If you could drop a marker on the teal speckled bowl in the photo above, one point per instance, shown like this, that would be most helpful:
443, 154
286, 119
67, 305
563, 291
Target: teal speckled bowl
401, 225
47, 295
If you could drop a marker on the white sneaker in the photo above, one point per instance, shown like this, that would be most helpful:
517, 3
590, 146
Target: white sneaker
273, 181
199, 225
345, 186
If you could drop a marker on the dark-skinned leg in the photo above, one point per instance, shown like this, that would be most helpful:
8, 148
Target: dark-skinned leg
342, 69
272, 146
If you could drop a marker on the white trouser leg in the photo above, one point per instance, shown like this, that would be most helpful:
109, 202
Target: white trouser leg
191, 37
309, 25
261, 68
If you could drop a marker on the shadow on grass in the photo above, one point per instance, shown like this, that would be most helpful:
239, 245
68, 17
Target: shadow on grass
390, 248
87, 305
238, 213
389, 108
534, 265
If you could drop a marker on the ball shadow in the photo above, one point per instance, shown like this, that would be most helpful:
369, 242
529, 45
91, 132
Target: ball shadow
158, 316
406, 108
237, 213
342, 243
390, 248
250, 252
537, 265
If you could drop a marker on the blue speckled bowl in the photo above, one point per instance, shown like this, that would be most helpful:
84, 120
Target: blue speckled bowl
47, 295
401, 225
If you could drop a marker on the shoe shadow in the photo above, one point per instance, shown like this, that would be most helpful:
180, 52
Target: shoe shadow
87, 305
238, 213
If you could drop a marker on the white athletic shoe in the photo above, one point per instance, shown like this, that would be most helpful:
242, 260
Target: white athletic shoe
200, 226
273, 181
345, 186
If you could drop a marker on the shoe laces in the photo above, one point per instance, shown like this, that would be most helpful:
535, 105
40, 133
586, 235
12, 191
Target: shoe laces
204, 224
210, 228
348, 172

*-*-*

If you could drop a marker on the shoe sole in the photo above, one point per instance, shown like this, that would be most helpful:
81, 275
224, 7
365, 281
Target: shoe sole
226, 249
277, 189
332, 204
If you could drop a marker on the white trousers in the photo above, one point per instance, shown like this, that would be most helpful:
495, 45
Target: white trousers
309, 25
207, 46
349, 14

*-*-*

ASSIGNED TASK ->
Reproduce each line above that contains "point".

YOUR SOLUTION ->
If you could drop a marker on the teal speckled bowl in the photo above, one point per instance, shown like this, that would be most helpful:
If you could drop a marker on the white sneaker in the photo above, one point per instance, shown like this, that would be most helpful:
If you could drop a marker on the dark-skinned leg in the photo above, one point per instance, shown like this, that would be most helpful:
If you could drop a marker on the white trouser leg in the photo above, one point per instance, shown like this, that would be most helpful:
If you could drop a marker on the shadow on grass in the photo above, one point per instance, shown like this, that would be most helpful:
If you could drop a marker on the ball shadow in the photo above, one point per instance, shown like this, that would be most helpful:
If you could drop a marker on the blue speckled bowl in the photo above, one point per instance, shown like this, that would be most helpful:
If you could drop a marker on the shoe shadow in the photo above, one point per instance, shown like this, that would be most helpful:
If you could drop a marker on the white athletic shoe in the photo above, one point per instance, shown like this, that would be most helpful:
If you could drop a marker on the shoe laces in the photo above, one point per instance, shown like this, that would be most helpful:
If you could drop a marker on the shoe sole in the photo above, one point per instance, shown like this, that would be most helpful:
If you could drop a marker on the white trousers in the photo above, one point per instance, shown like this, that would be most helpful:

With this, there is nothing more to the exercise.